● Tasks to perform
**A)** In the article on the Cane Creek Canyon Nature Preserve, how many feet deep is the canyon cut into the plateau?
**B)** Print the stretch of the Cane Creek Canyon article from "Publication Date: April" through "10,000 years ago.".

● Excerpt provided
North Alabama canyon almost untouched by time

Photos by MATTHEW WILLIAMS

Cane Creek preserve shelters rare plants

by THOMAS SPENCER
Birmingham News staff writer

Publication Date: April 29, 2007

TUSCUMBIA
As you enter the 413-acre Cane Creek Canyon Nature Preserve, you leave typical, rolling-hill Alabama farmland. A few minutes' walk from a farm pond in a grassy field, just past a freshly clear-cut forest tract, the woods thicken and the narrow stream you're following suddenly drops 60 feet in a dramatic waterfall.
It's the beginning of a canyon that cuts 350 feet deep into a plateau in the Little Mountains region of Colbert County. This cool, wet hideaway shelters the kind of forest that covered north Alabama during the Ice Age, 10,000 years ago.

Items from a data source

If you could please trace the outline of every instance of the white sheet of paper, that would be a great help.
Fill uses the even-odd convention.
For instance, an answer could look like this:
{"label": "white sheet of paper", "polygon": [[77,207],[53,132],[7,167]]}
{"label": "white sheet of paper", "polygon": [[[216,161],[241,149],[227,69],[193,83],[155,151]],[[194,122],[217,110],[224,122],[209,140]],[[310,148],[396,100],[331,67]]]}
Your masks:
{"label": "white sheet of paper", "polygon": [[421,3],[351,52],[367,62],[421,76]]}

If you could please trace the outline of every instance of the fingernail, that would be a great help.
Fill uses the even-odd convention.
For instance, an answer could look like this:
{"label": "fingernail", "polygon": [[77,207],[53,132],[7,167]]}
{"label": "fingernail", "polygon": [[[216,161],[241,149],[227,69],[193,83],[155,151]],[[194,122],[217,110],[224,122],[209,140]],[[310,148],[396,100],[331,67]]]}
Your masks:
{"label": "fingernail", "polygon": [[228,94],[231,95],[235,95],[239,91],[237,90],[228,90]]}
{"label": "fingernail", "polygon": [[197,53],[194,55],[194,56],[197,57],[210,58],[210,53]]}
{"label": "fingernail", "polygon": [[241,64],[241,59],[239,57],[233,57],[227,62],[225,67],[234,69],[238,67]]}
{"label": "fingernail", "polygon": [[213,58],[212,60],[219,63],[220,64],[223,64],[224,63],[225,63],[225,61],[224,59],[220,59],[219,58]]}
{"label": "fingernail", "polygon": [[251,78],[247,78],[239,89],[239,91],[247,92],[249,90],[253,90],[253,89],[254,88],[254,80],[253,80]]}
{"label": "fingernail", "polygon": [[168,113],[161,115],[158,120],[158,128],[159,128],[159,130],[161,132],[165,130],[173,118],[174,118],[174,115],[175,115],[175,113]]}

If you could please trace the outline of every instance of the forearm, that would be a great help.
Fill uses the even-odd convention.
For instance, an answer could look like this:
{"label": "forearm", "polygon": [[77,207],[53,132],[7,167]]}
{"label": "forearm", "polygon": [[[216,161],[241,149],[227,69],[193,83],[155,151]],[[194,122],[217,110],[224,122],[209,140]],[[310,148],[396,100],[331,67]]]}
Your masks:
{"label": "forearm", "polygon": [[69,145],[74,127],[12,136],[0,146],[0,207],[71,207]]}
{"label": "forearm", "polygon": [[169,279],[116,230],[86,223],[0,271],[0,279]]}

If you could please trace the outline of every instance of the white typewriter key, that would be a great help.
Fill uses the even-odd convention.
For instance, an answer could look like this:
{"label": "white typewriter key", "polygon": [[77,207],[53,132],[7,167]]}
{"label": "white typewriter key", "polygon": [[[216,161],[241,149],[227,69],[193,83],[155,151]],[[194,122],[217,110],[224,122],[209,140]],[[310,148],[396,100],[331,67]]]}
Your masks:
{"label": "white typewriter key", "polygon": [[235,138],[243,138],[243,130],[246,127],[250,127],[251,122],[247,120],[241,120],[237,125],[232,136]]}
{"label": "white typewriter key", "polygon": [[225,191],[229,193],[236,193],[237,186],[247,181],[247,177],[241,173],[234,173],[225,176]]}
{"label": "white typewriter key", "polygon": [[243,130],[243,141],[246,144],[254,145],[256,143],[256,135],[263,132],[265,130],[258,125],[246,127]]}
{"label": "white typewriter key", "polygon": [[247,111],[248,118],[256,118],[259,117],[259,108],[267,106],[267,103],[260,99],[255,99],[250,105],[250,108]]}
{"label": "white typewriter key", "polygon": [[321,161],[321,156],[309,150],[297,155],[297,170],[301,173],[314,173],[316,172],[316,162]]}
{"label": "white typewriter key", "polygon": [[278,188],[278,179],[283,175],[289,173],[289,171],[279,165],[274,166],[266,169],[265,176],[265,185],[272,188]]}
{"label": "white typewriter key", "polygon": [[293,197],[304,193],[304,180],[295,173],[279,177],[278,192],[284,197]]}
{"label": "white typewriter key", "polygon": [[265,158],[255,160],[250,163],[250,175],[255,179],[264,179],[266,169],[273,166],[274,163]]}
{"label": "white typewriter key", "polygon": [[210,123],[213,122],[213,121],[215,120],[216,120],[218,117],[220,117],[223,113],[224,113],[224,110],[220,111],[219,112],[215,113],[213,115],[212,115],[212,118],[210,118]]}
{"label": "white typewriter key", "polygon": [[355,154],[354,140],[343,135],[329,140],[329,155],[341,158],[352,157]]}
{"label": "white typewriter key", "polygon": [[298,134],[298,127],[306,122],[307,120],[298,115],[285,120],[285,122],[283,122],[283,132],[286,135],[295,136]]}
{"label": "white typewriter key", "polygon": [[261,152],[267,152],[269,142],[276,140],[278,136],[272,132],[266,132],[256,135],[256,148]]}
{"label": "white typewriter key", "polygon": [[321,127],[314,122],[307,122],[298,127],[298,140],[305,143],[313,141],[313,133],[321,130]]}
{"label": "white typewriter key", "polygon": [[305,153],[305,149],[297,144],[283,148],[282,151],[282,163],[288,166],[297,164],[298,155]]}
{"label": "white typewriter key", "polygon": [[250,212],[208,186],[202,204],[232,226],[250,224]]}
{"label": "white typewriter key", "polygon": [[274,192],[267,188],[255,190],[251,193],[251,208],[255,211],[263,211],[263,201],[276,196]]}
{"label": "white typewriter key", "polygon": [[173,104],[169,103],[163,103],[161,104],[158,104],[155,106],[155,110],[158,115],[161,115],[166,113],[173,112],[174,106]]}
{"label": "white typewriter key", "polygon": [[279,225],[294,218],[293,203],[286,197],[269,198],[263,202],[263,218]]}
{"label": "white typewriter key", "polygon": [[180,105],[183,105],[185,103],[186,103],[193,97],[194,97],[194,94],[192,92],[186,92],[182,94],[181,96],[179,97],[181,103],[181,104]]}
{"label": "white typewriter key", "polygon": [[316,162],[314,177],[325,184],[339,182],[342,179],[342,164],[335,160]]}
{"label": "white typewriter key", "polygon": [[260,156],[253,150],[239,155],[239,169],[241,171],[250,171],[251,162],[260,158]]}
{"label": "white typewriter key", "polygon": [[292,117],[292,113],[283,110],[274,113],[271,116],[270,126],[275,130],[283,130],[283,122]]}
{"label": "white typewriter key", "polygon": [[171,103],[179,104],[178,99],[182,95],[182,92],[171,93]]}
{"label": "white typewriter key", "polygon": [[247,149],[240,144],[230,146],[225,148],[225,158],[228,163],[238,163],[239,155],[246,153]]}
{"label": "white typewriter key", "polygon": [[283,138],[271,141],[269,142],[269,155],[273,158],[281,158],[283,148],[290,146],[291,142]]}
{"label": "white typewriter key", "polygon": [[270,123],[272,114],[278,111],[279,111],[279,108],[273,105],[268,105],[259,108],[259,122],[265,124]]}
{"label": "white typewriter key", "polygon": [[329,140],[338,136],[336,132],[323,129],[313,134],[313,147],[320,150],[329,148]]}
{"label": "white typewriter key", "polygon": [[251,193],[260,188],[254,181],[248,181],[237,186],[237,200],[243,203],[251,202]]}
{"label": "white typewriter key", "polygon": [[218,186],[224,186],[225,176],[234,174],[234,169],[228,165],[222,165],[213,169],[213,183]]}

...

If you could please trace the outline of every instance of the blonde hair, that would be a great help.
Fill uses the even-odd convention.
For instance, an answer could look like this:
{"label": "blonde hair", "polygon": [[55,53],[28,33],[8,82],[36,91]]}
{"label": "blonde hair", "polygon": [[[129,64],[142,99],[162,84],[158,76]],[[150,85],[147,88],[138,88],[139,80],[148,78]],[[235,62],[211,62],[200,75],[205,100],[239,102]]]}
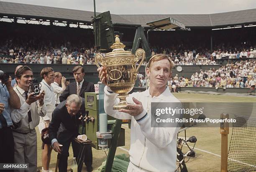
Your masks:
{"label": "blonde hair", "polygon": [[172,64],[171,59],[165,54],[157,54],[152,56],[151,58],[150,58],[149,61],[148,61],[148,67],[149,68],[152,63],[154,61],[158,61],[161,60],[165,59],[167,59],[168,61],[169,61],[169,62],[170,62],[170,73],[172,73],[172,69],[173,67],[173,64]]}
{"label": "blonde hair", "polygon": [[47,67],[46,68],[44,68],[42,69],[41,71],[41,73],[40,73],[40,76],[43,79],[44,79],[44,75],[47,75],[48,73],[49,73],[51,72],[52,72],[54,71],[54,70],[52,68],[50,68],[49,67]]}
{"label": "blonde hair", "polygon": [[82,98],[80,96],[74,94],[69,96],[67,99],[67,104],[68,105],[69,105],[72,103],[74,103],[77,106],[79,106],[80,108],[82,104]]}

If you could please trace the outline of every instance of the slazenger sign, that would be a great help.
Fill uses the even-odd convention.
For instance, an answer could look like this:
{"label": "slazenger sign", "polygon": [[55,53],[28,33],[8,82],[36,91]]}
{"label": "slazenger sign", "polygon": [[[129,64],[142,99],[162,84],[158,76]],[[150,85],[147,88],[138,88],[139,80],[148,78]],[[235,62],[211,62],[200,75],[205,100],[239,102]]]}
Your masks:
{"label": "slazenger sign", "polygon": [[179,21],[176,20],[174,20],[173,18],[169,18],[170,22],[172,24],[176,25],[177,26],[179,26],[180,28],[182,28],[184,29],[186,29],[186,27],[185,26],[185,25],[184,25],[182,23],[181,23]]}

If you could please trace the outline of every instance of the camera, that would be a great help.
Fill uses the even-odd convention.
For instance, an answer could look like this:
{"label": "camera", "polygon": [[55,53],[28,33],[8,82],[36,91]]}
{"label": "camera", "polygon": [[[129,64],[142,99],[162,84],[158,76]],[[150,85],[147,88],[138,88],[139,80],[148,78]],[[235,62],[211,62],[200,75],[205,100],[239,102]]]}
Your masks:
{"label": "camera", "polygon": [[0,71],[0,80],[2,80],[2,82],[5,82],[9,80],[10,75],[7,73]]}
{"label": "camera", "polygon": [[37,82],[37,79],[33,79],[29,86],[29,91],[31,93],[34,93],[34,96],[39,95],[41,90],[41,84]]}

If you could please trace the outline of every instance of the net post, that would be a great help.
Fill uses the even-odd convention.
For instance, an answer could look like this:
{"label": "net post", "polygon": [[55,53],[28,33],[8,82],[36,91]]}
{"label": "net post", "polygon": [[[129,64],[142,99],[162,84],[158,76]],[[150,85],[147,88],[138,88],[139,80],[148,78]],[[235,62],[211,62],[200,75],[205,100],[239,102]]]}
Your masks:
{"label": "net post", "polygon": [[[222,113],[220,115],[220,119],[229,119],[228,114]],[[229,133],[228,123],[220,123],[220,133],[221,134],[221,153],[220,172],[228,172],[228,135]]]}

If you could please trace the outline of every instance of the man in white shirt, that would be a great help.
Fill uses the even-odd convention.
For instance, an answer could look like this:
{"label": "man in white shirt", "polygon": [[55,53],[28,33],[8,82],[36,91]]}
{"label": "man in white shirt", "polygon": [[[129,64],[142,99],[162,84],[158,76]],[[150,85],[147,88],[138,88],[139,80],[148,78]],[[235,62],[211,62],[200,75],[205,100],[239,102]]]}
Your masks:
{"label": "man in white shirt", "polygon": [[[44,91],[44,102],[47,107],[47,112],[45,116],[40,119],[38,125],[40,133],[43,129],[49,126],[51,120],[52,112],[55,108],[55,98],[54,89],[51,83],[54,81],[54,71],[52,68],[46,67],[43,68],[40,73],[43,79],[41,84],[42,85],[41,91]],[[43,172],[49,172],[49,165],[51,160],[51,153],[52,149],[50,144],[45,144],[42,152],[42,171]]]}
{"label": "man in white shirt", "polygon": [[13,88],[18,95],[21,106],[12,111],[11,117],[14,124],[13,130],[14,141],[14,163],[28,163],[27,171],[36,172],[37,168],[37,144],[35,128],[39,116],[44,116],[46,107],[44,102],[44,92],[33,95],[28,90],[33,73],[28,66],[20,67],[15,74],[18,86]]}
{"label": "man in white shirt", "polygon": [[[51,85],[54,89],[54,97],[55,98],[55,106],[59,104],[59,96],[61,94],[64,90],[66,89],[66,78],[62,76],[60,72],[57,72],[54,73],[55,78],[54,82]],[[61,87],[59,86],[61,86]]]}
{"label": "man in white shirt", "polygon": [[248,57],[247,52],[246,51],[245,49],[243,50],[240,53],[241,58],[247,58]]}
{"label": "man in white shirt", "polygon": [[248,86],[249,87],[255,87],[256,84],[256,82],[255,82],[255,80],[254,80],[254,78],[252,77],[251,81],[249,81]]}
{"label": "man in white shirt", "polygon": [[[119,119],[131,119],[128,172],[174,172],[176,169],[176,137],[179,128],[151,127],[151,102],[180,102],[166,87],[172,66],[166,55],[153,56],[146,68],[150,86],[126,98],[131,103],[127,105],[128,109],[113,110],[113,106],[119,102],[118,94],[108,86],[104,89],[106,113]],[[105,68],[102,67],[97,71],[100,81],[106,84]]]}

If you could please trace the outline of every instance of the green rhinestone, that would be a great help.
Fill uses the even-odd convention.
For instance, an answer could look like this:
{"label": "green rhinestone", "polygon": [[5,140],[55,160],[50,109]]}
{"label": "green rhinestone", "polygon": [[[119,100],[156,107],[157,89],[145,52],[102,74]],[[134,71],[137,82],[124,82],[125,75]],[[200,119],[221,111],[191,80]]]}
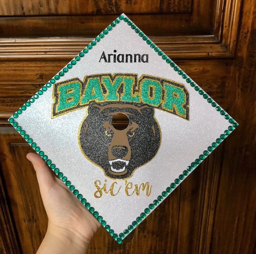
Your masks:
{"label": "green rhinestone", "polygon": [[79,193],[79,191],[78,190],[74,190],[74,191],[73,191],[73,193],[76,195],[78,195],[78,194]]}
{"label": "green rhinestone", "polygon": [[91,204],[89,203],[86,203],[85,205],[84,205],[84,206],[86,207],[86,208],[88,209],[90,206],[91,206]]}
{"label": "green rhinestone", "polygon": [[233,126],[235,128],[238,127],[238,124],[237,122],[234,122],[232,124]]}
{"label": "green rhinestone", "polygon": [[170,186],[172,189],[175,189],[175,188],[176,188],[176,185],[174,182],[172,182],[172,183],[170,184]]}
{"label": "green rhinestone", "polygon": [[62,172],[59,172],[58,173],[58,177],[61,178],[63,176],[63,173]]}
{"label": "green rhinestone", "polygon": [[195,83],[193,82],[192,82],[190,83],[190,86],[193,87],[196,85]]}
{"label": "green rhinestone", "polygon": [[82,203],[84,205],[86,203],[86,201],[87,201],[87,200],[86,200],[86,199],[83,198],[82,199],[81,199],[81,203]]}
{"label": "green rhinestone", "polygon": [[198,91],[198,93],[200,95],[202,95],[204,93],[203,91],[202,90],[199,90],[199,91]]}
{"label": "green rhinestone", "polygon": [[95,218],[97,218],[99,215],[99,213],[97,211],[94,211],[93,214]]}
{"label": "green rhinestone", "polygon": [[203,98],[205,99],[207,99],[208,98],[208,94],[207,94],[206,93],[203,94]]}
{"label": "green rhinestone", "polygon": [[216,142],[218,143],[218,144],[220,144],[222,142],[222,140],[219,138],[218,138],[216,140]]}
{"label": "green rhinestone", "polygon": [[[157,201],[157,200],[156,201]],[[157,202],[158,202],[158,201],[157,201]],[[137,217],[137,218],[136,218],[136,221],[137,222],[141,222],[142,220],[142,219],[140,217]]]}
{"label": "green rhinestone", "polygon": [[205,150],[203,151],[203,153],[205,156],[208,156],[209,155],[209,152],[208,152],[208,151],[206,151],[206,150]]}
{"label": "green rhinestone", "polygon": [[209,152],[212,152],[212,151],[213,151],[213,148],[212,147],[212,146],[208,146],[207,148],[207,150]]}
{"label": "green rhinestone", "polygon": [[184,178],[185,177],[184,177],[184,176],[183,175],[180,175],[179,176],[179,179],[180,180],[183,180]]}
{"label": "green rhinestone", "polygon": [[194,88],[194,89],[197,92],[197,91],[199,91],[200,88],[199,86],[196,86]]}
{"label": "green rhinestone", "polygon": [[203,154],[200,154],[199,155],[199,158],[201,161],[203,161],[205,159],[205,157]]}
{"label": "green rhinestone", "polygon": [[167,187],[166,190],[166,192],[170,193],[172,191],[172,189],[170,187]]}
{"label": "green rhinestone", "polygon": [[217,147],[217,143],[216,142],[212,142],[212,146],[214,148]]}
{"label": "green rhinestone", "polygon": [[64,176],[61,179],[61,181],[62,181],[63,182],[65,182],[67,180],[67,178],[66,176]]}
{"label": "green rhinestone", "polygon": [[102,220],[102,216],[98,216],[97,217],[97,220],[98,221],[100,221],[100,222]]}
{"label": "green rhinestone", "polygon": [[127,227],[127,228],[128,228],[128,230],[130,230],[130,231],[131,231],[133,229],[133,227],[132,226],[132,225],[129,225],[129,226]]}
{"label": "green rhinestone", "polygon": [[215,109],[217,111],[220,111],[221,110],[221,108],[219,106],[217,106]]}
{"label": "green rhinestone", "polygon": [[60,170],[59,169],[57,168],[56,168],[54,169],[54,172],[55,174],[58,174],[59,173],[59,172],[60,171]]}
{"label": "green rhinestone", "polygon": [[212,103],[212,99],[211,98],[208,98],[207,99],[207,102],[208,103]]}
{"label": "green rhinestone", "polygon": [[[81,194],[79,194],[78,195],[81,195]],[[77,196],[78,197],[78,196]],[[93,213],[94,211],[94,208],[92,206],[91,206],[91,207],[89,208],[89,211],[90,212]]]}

...

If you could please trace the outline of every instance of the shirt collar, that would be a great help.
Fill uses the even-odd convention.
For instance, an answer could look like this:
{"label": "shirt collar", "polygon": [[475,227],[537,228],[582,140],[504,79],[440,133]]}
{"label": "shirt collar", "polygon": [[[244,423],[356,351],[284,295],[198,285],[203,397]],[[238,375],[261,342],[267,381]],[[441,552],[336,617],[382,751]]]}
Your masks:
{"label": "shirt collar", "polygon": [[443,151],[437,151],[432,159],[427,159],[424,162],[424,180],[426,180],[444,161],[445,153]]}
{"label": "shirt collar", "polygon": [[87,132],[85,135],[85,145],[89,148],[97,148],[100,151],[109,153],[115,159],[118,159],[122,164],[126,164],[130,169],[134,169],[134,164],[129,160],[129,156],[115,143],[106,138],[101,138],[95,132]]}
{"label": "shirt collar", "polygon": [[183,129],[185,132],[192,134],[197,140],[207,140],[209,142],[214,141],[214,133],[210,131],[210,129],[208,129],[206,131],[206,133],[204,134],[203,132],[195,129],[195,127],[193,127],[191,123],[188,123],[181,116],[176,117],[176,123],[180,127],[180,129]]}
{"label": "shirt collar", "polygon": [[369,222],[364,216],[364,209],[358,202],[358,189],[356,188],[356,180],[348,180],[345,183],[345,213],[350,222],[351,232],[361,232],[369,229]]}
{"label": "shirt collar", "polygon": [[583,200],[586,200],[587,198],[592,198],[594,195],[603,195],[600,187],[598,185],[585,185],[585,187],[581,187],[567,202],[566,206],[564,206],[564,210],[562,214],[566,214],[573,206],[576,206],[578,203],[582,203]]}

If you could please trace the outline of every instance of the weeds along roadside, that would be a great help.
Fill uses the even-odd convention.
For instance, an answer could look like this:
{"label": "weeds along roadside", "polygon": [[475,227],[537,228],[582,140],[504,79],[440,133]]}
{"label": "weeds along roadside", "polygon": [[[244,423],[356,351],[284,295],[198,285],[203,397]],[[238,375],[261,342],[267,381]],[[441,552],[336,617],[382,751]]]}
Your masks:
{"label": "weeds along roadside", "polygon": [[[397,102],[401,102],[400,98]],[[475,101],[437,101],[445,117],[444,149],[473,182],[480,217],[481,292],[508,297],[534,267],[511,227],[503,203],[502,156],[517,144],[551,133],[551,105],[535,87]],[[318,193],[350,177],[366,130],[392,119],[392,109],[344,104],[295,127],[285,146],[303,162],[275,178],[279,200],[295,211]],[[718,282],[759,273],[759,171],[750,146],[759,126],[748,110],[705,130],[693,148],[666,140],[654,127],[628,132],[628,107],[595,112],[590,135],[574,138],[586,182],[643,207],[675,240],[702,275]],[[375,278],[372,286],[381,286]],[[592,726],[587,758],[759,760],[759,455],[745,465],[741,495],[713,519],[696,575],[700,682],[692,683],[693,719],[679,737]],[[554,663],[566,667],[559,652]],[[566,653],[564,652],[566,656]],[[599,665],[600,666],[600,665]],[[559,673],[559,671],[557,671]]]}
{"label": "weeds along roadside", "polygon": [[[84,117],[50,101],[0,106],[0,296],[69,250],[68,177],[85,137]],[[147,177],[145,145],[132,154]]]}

● Final results
**A)** 350 feet

**B)**
Publication Date: April 29, 2007

TUSCUMBIA
As you enter the 413-acre Cane Creek Canyon Nature Preserve, you leave typical, rolling-hill Alabama farmland. A few minutes' walk from a farm pond in a grassy field, just past a freshly clear-cut forest tract, the woods thicken and the narrow stream you're following suddenly drops 60 feet in a dramatic waterfall.
It's the beginning of a canyon that cuts 350 feet deep into a plateau in the Little Mountains region of Colbert County. This cool, wet hideaway shelters the kind of forest that covered north Alabama during the Ice Age, 10,000 years ago.